Data entries:
○ ○ ○ ○ ○ ○ ○
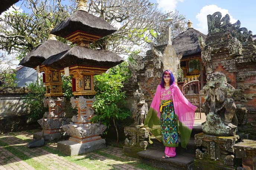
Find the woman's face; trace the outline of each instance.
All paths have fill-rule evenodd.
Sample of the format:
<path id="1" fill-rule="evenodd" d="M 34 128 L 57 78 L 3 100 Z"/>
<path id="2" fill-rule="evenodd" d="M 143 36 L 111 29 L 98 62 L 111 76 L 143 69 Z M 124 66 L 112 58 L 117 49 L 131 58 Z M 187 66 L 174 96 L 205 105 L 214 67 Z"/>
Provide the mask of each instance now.
<path id="1" fill-rule="evenodd" d="M 164 75 L 164 83 L 166 84 L 170 84 L 170 80 L 171 79 L 171 76 L 170 74 Z"/>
○ ○ ○ ○ ○ ○ ○
=== Task goal ===
Please copy every one of the records above word for word, omitting the pictures.

=== Solution for this problem ===
Find the woman's face; trace the outline of each instance.
All paths have fill-rule evenodd.
Sample of the format:
<path id="1" fill-rule="evenodd" d="M 34 128 L 57 78 L 3 100 Z"/>
<path id="2" fill-rule="evenodd" d="M 143 36 L 111 29 L 98 62 L 111 76 L 143 69 Z M 124 66 L 112 58 L 117 49 L 131 58 Z M 187 66 L 174 96 L 205 105 L 214 67 Z"/>
Provide the mask of each instance now.
<path id="1" fill-rule="evenodd" d="M 164 75 L 164 83 L 166 84 L 170 84 L 170 80 L 171 79 L 171 76 L 170 74 Z"/>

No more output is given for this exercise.